§ Records

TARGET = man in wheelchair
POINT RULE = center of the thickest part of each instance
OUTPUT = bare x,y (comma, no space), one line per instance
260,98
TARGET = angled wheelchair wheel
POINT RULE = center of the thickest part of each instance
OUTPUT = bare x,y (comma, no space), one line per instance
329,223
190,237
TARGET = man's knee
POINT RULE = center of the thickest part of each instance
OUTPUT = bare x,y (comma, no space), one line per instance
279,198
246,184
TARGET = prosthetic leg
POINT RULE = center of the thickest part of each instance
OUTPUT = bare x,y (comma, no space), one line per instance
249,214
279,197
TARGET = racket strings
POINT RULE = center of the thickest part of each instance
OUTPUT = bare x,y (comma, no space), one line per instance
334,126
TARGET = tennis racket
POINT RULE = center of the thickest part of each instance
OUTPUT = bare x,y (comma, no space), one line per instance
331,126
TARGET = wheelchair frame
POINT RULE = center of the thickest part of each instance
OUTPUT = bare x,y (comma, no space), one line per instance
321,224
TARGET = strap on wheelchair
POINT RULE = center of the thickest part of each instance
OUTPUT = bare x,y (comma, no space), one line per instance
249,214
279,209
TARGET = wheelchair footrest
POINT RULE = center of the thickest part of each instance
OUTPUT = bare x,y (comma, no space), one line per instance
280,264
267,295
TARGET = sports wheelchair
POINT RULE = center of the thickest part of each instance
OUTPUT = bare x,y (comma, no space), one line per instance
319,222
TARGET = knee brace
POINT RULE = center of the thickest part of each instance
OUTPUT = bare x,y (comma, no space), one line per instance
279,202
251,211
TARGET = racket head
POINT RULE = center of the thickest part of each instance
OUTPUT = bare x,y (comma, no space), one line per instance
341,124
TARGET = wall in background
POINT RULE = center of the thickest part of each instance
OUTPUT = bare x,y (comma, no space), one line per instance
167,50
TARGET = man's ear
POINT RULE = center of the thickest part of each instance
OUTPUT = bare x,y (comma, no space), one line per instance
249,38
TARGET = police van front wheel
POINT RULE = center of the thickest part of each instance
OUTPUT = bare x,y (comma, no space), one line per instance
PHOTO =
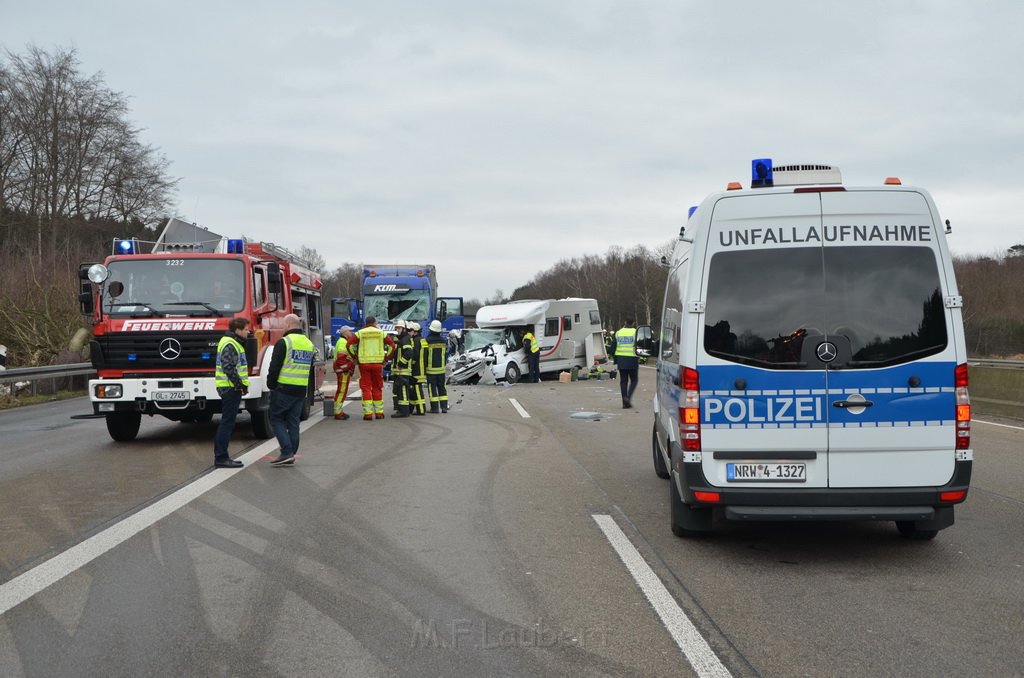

§ Exercise goal
Render every line of the rows above as a numbered list, skipping blank lines. Leave the pictures out of your answer.

§ Response for this exercise
1. TARGET = man in wheelchair
2. POINT RULE = center of the thickest part of each instance
3. OUTPUT = bare x,y (comma, no space), one line per instance
4. 260,98
5. TARGET = angled wheelchair wheel
6. POINT RULE = center of the thickest part of each instance
7. OUTPUT = bare x,y (comma, no space), one line per instance
8. 329,223
9. 190,237
10. TARGET = man's knee
11. POINT RULE = center of the thickest part of each instance
12. OUTPUT = bare x,y (comma, no space), one line per instance
13. 279,198
14. 246,184
15. TARGET = prosthetic leg
16. POINT RULE = center of the thickest part of each instance
17. OUTPUT = bare x,y (comma, no space), one line per instance
18. 249,214
19. 279,197
20. TARGET = racket strings
21. POINT RULE = center of the thickest part of each instance
22. OUTPUT = bare x,y (comma, no space), one line per instance
23. 334,126
24. TARGET = tennis racket
25. POINT RULE = center of the thickest part of each instance
26. OUTPUT = bare x,y (comma, no space), one line per instance
27. 331,126
28. TARGET = wheelchair frame
29. POINT RULE = center of the thickest part of each instance
30. OUTPUT = bare x,y (comma, no space), one line per instance
31. 321,224
32. TARGET = strap on wheelchair
33. POINT RULE = center of the thickest part of each instance
34. OUTPUT = bare x,y (comma, no space), one line per instance
35. 249,214
36. 279,209
37. TARGET = wheelchair footrest
38. POINT RULE = center of the thickest part of each instance
39. OUTPUT = bare x,y (comma, no space), one line per instance
40. 280,264
41. 267,295
42. TARGET = sports wheelchair
43. POINT RULE = center of the thickest part of each instance
44. OUTPUT = bare x,y (comma, no space), one line per instance
45. 319,222
46. TARGET = knee brace
47. POINT RULE = center of the thickest part of each instance
48. OUTPUT = bare x,y (comma, no space), one line per instance
49. 279,202
50. 251,211
51. TARGET = racket head
52. POINT RULE = center of the thickest part of each instance
53. OUTPUT = bare x,y (comma, no space), one line per instance
54. 341,124
55. TARGET = wall in background
56. POINT RULE = center of the thickest part of each instance
57. OUTPUT = bare x,y (comma, no space), one line per instance
58. 167,50
59. TARGET = man's ear
60. POINT RULE = center of the thickest part of each instance
61. OUTPUT = bare x,y (comma, no space), one line per instance
62. 249,38
63. TARGET = police van front wheel
64. POINT RULE = center of the thickest part of each instance
65. OUTPUT = bare x,y (comma, no space), one line per instance
66. PHOTO =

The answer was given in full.